Return every entry exactly.

(Data extracted from a collection)
_ _ _ _

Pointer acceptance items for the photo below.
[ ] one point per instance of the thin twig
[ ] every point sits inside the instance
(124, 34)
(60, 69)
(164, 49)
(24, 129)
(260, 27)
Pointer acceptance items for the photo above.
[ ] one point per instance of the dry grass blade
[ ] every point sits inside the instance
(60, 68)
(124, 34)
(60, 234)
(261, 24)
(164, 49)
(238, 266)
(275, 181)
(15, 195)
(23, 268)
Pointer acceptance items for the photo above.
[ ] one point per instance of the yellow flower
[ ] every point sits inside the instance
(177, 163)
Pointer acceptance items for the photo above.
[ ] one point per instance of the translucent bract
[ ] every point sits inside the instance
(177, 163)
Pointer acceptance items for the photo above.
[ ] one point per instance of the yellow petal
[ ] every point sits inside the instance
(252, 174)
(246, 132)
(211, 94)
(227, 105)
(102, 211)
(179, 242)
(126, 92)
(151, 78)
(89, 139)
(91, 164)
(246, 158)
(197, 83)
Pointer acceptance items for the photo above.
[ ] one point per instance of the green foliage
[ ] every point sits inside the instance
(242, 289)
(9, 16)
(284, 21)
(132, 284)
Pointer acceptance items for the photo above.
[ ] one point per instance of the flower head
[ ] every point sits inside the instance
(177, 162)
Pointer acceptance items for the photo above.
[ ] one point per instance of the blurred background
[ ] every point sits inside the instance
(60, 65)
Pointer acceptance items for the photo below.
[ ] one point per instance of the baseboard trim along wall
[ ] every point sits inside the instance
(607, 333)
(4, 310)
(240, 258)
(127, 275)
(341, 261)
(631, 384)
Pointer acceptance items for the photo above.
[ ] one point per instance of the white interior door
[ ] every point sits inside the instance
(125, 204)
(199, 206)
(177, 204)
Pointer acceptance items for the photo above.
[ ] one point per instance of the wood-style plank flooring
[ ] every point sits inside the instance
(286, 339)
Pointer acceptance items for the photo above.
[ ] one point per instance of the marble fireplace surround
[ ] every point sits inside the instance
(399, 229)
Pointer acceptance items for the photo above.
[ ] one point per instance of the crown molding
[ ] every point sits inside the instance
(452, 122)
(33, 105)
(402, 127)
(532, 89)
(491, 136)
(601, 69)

_ _ _ _

§ **WRITTEN SOLUTION**
Pointer acceptance items for the photo below.
[ ] one point per instance of the thin twig
[ ] every point sits inside the instance
(124, 34)
(60, 69)
(164, 49)
(24, 129)
(260, 27)
Pointer acceptance items for the photo above.
[ ] one point per instance of the dry grass blade
[ ] every point sits inside the instance
(60, 68)
(124, 34)
(60, 234)
(261, 24)
(164, 49)
(238, 266)
(275, 181)
(15, 195)
(23, 268)
Pointer acceptance items for the photo above.
[ ] one point per instance of the yellow flower
[ ] every point sits inside the instance
(177, 163)
Pointer acceptance items for the photo above.
[ ] one point per instance of the translucent bract
[ ] every point sits inside the instance
(177, 163)
Pointer acceptance items for the photo above.
[ ] one point per instance of the yellow petal
[ ] every point sits inside the instance
(252, 174)
(246, 132)
(211, 94)
(227, 105)
(102, 211)
(179, 242)
(126, 92)
(151, 78)
(89, 139)
(91, 164)
(246, 158)
(197, 83)
Pointer acceptance items for the photo above.
[ ] one point per instance of the green foliage
[ ] every point sits inside the instance
(242, 289)
(9, 16)
(284, 21)
(132, 284)
Pointer acceptance items for the photo above.
[ ] one point per instance of the flower head
[ ] every point sits inside the instance
(177, 162)
Pointer acceptance items for the photo above.
[ ] one point per instance of the blurred background
[ ] every point sits inside the instance
(60, 65)
Pointer acceptance items for the photo below.
[ ] one point per instance of the baseboard trim along wall
[ ] every point sits inside the instance
(607, 333)
(4, 310)
(240, 258)
(127, 275)
(341, 261)
(631, 384)
Pointer acceptance items for the photo above.
[ ] one point per instance of the white interior door
[ ] every point sits inside the instance
(125, 204)
(199, 206)
(177, 204)
Pointer acceptance items for the photo above.
[ ] one point per instance of the wood-style plank flooring
[ ] every point sits inside the instance
(286, 339)
Pointer acceptance items for the photo above.
[ ] one point per instance of the marble fireplace surround
[ ] every point sits inside the instance
(399, 229)
Pointer acceptance items for the photo above.
[ ] one point per instance of the crown molding
[ ] every point sits inside the instance
(452, 122)
(33, 105)
(402, 127)
(532, 89)
(491, 136)
(601, 69)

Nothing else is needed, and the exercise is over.